**ИСХОДНЫЙ ТЕКСТ**
С точки зрения меньшевистской это была демагогия. И нельзя отрицать, что эти шаги были опасны, но благодаря этим опасным шагам они смогли в критический момент удержать власть и спасти революцию.

Именно потому, что большевики глубоко опускали свой якорь в народную стихию, они нащупали в глубине ее такую гранитную опору для своей власти, какую совершенно бессильна была найти дряблая интеллигентская демократия в эпоху Керенского. Если бы судить о России по этой эпохе, то можно было бы притти в отчаяние, можно было бы подумать, что вся Россия есть сплошная Обломовка и что рыхлость и безволие есть национальная черта русского народа. Заслуга большевиков заключалась, между прочим, в том, что они рассеяли это ложное представление о России: они показали, что в ней есть такие социальные пласты, которые более похожи на твердый, хотя и неотесаный гранит, чем на мягкое тесто, что политика зависела у нас не от национального характера народа, а от того, какой класс делал эту политику.

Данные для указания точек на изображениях

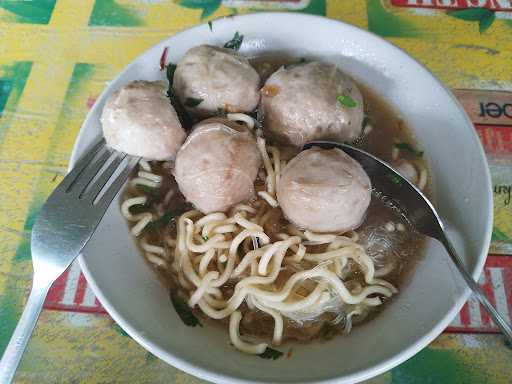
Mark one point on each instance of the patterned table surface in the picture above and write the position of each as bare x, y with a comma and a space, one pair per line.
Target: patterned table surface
56, 57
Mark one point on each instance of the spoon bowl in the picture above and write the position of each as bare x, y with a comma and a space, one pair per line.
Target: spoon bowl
415, 208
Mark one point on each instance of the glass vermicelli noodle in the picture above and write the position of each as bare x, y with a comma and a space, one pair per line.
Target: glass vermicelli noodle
292, 276
251, 233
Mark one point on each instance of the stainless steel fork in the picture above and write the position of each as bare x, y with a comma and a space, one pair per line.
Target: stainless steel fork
64, 225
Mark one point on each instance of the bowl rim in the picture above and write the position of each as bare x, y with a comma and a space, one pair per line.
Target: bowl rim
383, 366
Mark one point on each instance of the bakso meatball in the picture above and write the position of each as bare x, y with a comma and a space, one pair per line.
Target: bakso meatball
139, 120
211, 79
216, 167
311, 101
324, 191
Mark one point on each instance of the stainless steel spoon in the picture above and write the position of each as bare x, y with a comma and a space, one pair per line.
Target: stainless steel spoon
417, 210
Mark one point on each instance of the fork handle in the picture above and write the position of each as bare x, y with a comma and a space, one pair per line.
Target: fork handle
500, 322
19, 339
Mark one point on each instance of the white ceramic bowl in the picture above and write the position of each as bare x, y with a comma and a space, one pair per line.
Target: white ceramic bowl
427, 302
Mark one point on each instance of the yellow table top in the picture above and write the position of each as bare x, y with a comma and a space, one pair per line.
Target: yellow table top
57, 55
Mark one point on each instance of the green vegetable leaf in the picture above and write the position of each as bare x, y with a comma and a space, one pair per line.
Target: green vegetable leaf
409, 148
470, 14
184, 311
486, 22
165, 219
236, 42
271, 353
192, 102
346, 101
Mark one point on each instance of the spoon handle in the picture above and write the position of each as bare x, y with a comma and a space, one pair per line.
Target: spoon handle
500, 322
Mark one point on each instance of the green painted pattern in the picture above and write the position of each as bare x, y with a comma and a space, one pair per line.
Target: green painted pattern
5, 89
110, 13
13, 293
16, 76
386, 24
29, 12
81, 73
438, 366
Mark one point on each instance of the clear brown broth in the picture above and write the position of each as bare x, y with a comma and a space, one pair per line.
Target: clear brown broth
403, 248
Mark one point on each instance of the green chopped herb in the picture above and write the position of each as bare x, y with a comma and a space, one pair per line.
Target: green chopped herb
149, 190
302, 60
346, 101
236, 42
271, 353
366, 120
409, 148
192, 102
184, 311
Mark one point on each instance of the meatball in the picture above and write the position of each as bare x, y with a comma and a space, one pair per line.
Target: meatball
139, 120
324, 191
311, 101
216, 167
217, 78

**ЧТО НУЖНО СДЕЛАТЬ**
a - Переведите на английский язык следующее предложение из исходного текста: «Если бы судить о России по этой эпохе, то можно было бы притти в отчаяние, можно было бы подумать, что вся Россия есть сплошная Обломовка и что рыхлость и безволие есть национальная черта русского народа».
b - С какой эпохой исходный текст связывает дряблую интеллигентскую демократию?
c - Выпишите из исходного текста фрагмент, начиная со слов «Именно потому, что» и до слов «делал эту политику.» включительно.
Записи здесь никак не используются.

**ОТВЕТЫ К ЗАДАНИЯМ**
a - If one were to judge Russia by this era, one could fall into despair; one could think that all of Russia is one unbroken Oblomovka and that flabbiness and lack of will are a national trait of the Russian people.

b - С эпохой Керенского.

c -
Именно потому, что большевики глубоко опускали свой якорь в народную стихию, они нащупали в глубине ее такую гранитную опору для своей власти, какую совершенно бессильна была найти дряблая интеллигентская демократия в эпоху Керенского. Если бы судить о России по этой эпохе, то можно было бы притти в отчаяние, можно было бы подумать, что вся Россия есть сплошная Обломовка и что рыхлость и безволие есть национальная черта русского народа. Заслуга большевиков заключалась, между прочим, в том, что они рассеяли это ложное представление о России: они показали, что в ней есть такие социальные пласты, которые более похожи на твердый, хотя и неотесаный гранит, чем на мягкое тесто, что политика зависела у нас не от национального характера народа, а от того, какой класс делал эту политику.